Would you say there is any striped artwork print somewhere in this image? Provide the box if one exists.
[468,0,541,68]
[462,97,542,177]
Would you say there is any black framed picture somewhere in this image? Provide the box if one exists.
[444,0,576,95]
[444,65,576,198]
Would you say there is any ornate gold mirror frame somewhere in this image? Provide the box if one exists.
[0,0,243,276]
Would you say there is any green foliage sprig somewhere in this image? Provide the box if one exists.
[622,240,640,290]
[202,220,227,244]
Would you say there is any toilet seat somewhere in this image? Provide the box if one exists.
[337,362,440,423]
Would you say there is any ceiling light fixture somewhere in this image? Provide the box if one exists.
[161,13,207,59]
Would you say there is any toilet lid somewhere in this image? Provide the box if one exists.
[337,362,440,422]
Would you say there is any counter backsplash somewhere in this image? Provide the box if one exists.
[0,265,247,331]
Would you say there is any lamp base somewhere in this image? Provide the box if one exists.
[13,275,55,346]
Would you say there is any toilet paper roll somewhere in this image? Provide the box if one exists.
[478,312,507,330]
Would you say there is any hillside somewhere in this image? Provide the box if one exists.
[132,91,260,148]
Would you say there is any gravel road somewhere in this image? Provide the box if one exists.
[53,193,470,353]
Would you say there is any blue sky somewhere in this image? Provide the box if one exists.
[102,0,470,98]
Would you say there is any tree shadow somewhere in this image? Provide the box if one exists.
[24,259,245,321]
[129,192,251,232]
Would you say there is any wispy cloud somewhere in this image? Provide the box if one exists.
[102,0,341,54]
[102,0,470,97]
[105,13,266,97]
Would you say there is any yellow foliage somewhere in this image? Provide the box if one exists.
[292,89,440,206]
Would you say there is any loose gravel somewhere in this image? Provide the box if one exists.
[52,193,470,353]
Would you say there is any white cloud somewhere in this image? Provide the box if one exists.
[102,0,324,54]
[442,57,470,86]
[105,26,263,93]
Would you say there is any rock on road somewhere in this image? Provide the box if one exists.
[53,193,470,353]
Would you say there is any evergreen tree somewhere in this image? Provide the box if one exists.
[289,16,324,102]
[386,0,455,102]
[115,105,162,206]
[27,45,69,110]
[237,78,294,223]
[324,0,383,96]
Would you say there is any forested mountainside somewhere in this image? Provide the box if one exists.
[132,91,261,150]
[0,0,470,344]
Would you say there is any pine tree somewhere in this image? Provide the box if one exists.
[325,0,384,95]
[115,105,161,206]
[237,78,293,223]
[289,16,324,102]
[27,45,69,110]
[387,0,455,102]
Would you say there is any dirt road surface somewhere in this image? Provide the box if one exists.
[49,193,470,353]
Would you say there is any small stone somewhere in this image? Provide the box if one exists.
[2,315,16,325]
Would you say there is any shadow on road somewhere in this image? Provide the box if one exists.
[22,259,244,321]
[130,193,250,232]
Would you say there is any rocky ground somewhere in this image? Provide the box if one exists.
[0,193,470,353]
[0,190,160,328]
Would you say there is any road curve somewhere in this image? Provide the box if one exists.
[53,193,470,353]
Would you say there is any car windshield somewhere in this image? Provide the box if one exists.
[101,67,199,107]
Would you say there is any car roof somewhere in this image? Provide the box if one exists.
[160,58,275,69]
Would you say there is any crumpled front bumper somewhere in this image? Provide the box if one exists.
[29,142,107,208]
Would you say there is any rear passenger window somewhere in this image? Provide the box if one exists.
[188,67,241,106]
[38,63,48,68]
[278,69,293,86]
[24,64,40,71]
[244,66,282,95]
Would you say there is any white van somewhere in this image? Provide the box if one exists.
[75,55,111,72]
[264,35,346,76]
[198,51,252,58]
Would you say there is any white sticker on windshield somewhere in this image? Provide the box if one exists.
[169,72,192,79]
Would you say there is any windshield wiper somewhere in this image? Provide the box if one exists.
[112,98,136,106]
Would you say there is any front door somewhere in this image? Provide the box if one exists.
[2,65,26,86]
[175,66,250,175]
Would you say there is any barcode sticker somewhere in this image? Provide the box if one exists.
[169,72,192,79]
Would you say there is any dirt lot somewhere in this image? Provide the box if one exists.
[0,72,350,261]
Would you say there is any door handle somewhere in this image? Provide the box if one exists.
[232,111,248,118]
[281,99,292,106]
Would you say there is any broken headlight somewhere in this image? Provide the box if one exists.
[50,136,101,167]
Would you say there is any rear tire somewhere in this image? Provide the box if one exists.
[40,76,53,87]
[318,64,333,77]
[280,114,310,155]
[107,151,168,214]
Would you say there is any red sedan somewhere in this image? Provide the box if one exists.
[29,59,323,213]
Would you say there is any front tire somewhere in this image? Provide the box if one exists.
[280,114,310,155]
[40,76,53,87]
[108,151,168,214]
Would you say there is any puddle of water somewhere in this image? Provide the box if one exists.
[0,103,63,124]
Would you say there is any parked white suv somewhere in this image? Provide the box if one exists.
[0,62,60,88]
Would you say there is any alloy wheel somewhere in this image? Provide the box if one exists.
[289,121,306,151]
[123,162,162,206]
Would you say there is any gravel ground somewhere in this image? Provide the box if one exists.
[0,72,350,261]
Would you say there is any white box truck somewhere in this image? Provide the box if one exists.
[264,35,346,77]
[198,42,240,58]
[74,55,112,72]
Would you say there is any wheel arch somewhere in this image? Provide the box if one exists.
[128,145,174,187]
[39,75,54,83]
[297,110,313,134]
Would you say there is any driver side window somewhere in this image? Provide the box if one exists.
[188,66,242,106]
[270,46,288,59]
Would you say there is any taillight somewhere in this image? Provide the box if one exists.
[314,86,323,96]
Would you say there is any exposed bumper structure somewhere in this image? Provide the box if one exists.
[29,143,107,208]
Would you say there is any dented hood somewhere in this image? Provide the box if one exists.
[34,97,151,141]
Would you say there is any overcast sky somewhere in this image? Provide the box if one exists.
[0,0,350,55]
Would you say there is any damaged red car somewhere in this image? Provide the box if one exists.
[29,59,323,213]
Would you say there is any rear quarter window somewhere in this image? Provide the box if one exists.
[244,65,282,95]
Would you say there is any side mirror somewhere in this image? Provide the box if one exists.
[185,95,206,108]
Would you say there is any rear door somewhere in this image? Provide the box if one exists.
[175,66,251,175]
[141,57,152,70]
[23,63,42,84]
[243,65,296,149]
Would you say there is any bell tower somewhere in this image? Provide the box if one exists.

──────

TASK GOAL:
Please count how many lines in the entries above contain the word "dirt", treating uppercase and lowercase as different, and give only that number.

TASK ANSWER:
2